Document segment

Illustration: Akila Weerasinghe / Himal Southasian
Illustration: Akila Weerasinghe / Himal Southasian

The catch-22 of collective fundraising

Recent fundraisers for tuition fees reveals continued caste discrimination in academia.

Eshna Sharma is a writer and poet from Lucknow, India. Currently, she is a mentee at Write Beyond Borders, a literary mentorship program for emerging South Asian writers. She won the Wingword Poetry Prize in 2019.

In June 2021, Dalit rapper and anti-caste activist Sumit Samos started a fundraiser to cover his tuition fees at Oxford University. Within four hours, a sum of almost INR 2.7 million (around USD 36,298) was collected to cover Samos' tuition expenses for a Master's degree in Modern South Asian Studies at the prestigious institution. Following his example, first-generation students from across the country, many from marginalised backgrounds – such as Archana Rupwate, a lawyer and the first person in her village to graduate from university, and Harshali Nagrale, a political researcher working on caste and gender-based discrimination – have started campaigns on fundraising platforms such as Milaap and Ketto.  It may be easy to view these successful efforts in a self-congratulatory light. The power of social media, the heartwarming outpouring of support, and the sense of collective community were reflected clearly in the efforts to raise funds for the students. Yet, it is imperative to take a step back and ask: are the opportunities afforded to students hindered by factors beyond their control?
Pursuing an education overseas offers appealing possibilities to students in India – the chance to expand worldviews, earn social capital and, ultimately, achieve upward mobility. Yet, students from Dalit, Bahujan and Adivasi (DBA) communities often find themselves at a significant disadvantage as they compete against upper-caste individuals who have had access to better education, a system that does not alienate them and a society that does not scorn them. Fundraisers like these require more fundamental questioning – an inquiry that probes the limitations of meritocracy, the problems plaguing the current educational system, and the continued systemic barriers to social mobility. Current reform proposals must be questioned too, to examine whether they account for existing structural inequalities due to caste.
Lapses in the system
When Harshali Nagrale began working at the Freedom School – a pioneering initiative by the Telangana Social Welfare Residential Educational Institutions Society to provide high-quality education to students from underprivileged backgrounds – she became aware of the lack of quality education available to students belonging to marginalised communities at the primary level. Public schools in India are well-known for their skewed student-teacher ratios, under-paid and under-qualified teaching staff and poor quality of instruction. Students who can afford private education, a majority of them upper caste, possess a significant advantage when it comes to college admission abroad. Many of the processes involved in the application process, such as written essays and interviews, and require English-speaking skills that many students have not had the privilege of access to.

This systemic discrimination against marginalised students is only impressed upon the public memory when those bearing the brunt of it speak out.

Nagrale's experience of fundraising for her position at the University of London, she told me, made her aware of these barriers and distinctions. The abject educational deprivation that marginalised students are subjected to means that it becomes doubly difficult for them to compete with upper-class, upper-caste, privately-schooled individuals for the same colleges, whether in India or abroad. Nagrale thus stressed that it is unfair to hold the same standards of so-called 'merit' when the hierarchical differences are so difficult to transform.

Dataset content
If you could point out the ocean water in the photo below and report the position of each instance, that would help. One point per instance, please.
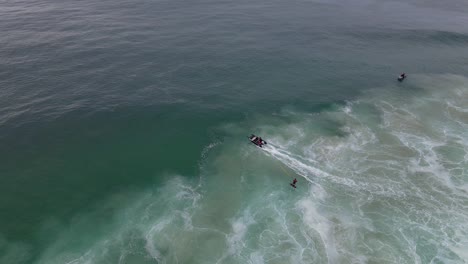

Objectives
#1 Answer these questions from the article on collective fundraising:
(a) Within how many hours was the sum for Sumit Samos collected?
(b) At which school did Harshali Nagrale begin working?
(c) For a position at which university did Nagrale fundraise?
#2 Please set down the stretch of the article on collective fundraising from "The catch-22 of" through "Prize in 2019.", copying it exactly.

Exercise results
#1
(a) Four hours
(b) The Freedom School
(c) The University of London

#2
The catch-22 of collective fundraising

Recent fundraisers for tuition fees reveals continued caste discrimination in academia.

Eshna Sharma is a writer and poet from Lucknow, India. Currently, she is a mentee at Write Beyond Borders, a literary mentorship program for emerging South Asian writers. She won the Wingword Poetry Prize in 2019.